-- SELECTED EXTRACT --
▼
A related immigration issue that has a negative impact on jobs and wages is the abuse of the guest worker program. In case you think a guest worker program is just for allowing temporary, seasonal guest workers in to pick lettuce, think again.
Listed below are some of the jobs that H-1B visas are being issued for
- Accountants and Administrators
- Executives, Managers, Administrators
- Programmers and computer scientists
- Various engineers and Technicians
- Research Associates and Scientists
- Lawyers and Tax Analysts
- Teachers and college professors
- Postdocs and Fellows
- Sports Instructors and Physiologists
- Doctors, Nurses, Med-Techs, Therapists
- Surgical and Dental Assistants
- Fashion models, Secretaries, Clerks
- Architects, Musicians, and Artists
- Youth Counselors, Day Care, and Cashiers
Do those look like jobs that "Americans won't do?"
▲
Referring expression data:
▼
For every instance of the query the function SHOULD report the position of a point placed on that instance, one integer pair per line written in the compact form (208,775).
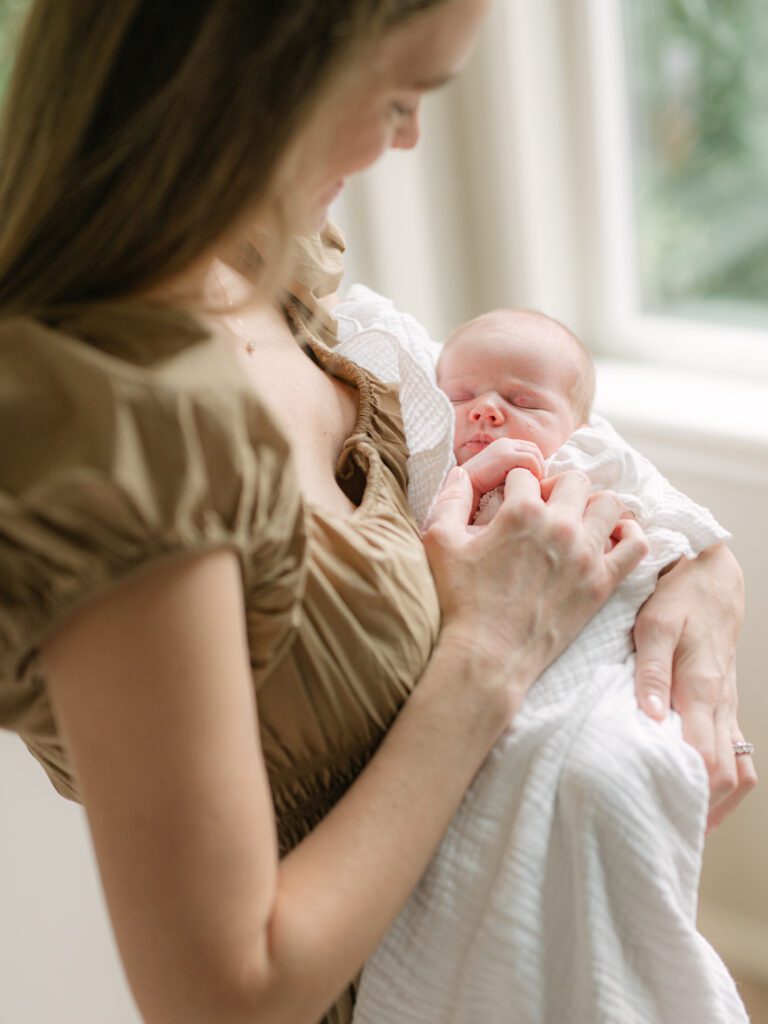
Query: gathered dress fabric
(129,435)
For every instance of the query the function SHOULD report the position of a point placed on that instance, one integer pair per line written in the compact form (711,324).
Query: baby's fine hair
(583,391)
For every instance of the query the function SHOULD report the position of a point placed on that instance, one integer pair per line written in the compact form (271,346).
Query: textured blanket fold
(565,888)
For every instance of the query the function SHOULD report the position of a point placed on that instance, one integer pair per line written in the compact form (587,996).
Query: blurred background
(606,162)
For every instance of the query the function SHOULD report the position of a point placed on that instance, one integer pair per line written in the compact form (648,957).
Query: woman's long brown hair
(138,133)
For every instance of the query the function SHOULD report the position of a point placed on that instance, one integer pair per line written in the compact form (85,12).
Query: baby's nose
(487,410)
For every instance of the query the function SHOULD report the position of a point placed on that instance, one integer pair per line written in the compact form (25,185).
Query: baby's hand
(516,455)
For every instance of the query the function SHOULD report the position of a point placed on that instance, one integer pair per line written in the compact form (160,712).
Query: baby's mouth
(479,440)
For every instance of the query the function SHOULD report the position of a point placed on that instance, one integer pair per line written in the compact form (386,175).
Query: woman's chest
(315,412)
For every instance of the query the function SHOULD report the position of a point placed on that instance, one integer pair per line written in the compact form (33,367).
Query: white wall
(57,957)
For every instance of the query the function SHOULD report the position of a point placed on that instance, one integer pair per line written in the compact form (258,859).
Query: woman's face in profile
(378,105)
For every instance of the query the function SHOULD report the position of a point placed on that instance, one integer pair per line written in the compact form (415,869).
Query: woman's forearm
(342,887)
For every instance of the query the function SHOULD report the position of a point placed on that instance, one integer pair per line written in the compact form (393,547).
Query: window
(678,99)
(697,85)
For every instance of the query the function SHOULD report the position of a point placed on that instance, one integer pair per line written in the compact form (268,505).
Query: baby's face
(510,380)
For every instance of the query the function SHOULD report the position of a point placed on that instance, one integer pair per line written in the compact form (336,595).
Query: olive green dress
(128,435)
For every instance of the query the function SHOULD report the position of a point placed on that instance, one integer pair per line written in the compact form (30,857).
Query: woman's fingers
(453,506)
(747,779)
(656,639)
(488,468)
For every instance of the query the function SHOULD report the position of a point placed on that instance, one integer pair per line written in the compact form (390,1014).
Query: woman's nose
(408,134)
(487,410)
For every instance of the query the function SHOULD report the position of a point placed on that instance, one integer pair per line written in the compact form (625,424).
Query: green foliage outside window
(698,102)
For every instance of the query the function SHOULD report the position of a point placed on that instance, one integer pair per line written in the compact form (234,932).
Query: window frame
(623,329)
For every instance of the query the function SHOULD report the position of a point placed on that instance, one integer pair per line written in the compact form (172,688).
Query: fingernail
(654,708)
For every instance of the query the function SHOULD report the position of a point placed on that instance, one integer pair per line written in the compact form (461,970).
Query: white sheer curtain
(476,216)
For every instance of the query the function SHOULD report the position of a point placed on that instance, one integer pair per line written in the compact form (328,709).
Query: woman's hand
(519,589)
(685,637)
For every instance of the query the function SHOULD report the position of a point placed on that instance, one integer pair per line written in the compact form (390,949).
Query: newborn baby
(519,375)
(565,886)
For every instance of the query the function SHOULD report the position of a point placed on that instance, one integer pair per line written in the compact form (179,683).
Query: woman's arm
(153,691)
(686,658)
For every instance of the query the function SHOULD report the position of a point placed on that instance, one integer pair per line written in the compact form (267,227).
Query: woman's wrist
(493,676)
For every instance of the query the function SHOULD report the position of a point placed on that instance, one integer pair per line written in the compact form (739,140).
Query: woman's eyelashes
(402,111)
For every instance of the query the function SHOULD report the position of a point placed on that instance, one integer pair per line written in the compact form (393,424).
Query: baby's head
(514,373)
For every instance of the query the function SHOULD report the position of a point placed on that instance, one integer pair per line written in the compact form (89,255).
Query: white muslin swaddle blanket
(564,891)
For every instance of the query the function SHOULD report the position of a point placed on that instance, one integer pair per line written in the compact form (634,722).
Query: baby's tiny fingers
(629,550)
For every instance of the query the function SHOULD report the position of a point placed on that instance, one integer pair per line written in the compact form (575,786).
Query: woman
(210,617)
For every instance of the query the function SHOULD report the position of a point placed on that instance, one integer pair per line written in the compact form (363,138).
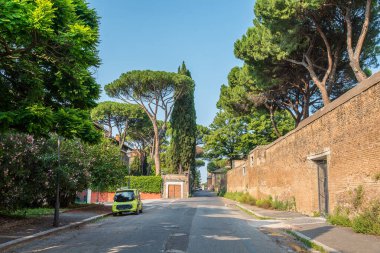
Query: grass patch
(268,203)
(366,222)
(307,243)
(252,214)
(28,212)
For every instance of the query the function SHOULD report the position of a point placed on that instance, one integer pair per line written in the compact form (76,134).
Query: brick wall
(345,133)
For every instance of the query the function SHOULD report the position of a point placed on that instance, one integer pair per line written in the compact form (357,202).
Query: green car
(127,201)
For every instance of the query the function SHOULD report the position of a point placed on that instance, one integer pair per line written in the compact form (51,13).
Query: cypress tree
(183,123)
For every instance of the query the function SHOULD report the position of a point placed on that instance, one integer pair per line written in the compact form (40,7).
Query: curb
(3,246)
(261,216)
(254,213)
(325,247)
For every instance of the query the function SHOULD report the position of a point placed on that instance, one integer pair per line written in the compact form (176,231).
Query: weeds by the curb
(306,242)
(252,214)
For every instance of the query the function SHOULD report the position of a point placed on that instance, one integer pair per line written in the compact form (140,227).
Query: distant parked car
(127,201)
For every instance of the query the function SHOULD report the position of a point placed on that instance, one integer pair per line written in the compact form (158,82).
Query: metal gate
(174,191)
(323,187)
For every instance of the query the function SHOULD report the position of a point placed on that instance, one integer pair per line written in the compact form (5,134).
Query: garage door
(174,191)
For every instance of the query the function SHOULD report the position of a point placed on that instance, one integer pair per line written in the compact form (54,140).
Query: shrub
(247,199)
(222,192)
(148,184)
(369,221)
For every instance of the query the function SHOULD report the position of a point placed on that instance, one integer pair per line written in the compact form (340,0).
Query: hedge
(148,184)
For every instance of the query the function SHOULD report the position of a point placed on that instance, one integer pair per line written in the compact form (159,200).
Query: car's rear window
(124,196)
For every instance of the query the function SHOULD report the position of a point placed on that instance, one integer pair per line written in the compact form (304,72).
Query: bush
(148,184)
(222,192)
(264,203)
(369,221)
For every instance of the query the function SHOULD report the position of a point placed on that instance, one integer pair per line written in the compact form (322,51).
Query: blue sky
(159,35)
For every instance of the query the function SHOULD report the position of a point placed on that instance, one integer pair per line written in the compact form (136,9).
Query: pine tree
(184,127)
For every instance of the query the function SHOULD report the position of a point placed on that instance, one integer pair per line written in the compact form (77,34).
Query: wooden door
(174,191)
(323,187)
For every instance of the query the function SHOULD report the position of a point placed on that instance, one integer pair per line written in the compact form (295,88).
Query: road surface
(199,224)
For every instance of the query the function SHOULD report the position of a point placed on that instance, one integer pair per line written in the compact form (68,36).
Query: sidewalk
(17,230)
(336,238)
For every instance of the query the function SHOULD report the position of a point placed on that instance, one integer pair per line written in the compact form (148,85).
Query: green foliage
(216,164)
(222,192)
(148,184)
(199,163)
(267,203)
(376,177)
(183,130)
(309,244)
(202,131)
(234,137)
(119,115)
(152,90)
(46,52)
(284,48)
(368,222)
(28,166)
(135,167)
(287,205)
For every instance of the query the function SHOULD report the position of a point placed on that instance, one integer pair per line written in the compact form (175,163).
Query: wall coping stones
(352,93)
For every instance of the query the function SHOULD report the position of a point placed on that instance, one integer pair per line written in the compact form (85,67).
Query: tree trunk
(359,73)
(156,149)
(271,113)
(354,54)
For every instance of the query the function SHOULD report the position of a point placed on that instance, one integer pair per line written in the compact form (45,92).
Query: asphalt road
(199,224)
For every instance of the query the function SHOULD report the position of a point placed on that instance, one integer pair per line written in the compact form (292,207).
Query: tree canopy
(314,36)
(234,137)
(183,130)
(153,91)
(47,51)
▲
▼
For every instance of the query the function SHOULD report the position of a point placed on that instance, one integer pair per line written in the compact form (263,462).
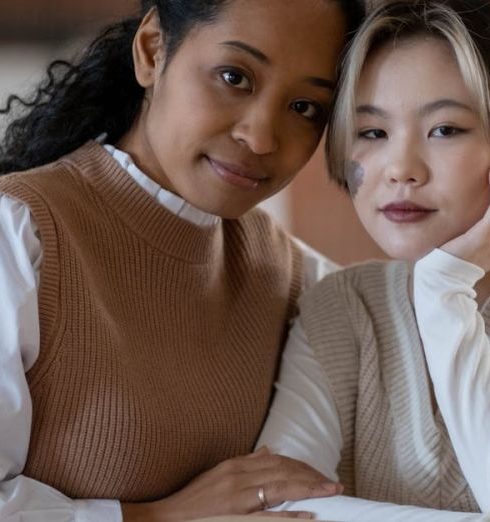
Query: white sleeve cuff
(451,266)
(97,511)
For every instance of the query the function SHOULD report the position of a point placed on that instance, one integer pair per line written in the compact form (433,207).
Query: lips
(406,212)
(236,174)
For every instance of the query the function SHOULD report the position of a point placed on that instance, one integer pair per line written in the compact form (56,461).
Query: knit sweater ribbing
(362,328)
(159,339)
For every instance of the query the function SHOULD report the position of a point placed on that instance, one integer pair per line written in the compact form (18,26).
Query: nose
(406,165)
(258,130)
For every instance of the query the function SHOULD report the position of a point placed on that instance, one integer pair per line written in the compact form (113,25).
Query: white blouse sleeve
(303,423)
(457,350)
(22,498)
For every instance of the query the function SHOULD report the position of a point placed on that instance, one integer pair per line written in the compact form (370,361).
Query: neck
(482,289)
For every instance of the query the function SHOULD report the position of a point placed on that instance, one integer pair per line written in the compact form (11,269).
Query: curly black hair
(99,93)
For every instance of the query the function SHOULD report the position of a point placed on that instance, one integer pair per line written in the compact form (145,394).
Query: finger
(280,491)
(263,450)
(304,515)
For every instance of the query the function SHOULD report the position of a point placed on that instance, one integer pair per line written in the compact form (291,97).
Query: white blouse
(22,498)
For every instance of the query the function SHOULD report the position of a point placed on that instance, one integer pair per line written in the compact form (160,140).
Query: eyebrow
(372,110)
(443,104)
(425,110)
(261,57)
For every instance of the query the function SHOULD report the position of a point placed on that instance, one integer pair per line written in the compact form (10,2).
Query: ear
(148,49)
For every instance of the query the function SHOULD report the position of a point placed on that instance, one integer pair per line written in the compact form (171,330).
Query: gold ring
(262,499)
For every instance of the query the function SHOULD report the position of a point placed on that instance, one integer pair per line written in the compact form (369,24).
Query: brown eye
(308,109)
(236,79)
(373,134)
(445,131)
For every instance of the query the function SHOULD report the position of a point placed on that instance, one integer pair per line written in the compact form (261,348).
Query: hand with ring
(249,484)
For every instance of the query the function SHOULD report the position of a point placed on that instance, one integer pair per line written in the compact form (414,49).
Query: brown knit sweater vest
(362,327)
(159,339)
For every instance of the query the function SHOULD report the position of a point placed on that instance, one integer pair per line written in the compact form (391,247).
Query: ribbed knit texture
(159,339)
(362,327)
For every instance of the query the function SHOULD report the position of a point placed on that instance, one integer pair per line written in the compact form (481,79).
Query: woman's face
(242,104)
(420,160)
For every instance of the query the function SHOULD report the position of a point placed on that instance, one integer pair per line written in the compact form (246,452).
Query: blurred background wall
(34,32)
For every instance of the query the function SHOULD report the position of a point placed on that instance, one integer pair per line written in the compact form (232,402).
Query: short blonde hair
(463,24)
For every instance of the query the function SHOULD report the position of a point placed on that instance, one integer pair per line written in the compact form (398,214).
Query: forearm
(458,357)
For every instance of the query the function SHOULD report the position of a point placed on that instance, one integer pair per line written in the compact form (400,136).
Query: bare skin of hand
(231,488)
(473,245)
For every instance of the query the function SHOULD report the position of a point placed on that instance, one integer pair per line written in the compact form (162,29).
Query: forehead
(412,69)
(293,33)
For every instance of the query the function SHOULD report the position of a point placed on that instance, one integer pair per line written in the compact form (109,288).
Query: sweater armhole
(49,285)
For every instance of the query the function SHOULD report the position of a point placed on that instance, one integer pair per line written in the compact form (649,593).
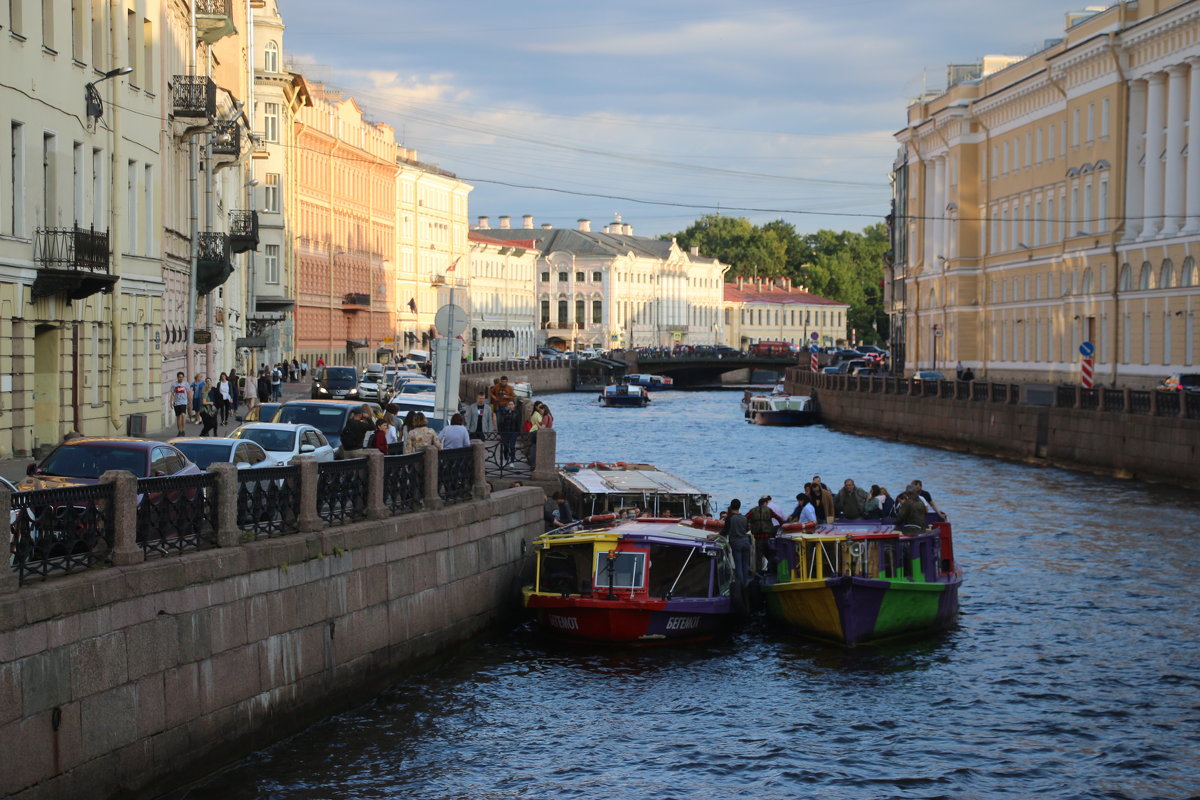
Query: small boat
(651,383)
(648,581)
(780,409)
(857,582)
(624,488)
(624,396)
▲
-- WORK TO COMPLETE --
(A) Reproduce the passage on the guest worker program word for word, beginning with "A related immigration" and running through "lettuce, think again.".
(B) In the passage on the guest worker program, what related immigration issue is said to have a negative impact on jobs and wages?
(C) Write the next part of the passage on the guest worker program, picking up after its final sentence.

-- ANSWERS PROVIDED --
(A)
A related immigration issue that has a negative impact on jobs and wages is the abuse of the guest worker program. In case you think a guest worker program is just for allowing temporary, seasonal guest workers in to pick lettuce, think again.

(B) The abuse of the guest worker program.

(C)
Besides a legitimate guest worker program for the seasonal agriculture industry, American companies and universities are allowed to import "temporary" workers for all sorts of jobs that they need workers for. The main reason given is that there are no workers available but usually it is that there are no workers available at the lower wage rates desired by the employer.
Does that sound familiar? In any case, the program has no serious safeguards to protect American workers from being replaced and is often abused to simply provide cheap foreign labor to increase bottom line profits.
The Immigration act of 1990 established an annual quota of H1B visas to allow the best and brightest workers in where there are legitimate shortages in the US workforce. In a capitalistic society, supply and demand takes care of shortages and surplus – in a much more efficient way than government programs could ever do.
In March 2003, the American Engineering Association reported that the US high tech sector lost 560,000 jobs between January 2001 and December 2002. While this corresponded with the dot-com bust, it is worthwhile to note that during the same period companies sponsored more H1B and other "temporary" visas than the numbers of jobs lost. Obviously, there could not have been a shortage but employers simply wanted cheaper labor.
In 2001 it was reported that 9 out of every 10 new job openings for computer/IT were taken by temporary workers on H-1Bs. In 2002 the INS issued 312,000 visas.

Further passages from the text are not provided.